### Exercise goal
Return the data given below exactly as it appears.

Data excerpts
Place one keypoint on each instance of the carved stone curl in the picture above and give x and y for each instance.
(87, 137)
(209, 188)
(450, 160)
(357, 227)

### Task solution
Place one keypoint on each instance of the carved stone curl in the picture above and give x and y for each instance.
(87, 137)
(209, 188)
(450, 160)
(357, 227)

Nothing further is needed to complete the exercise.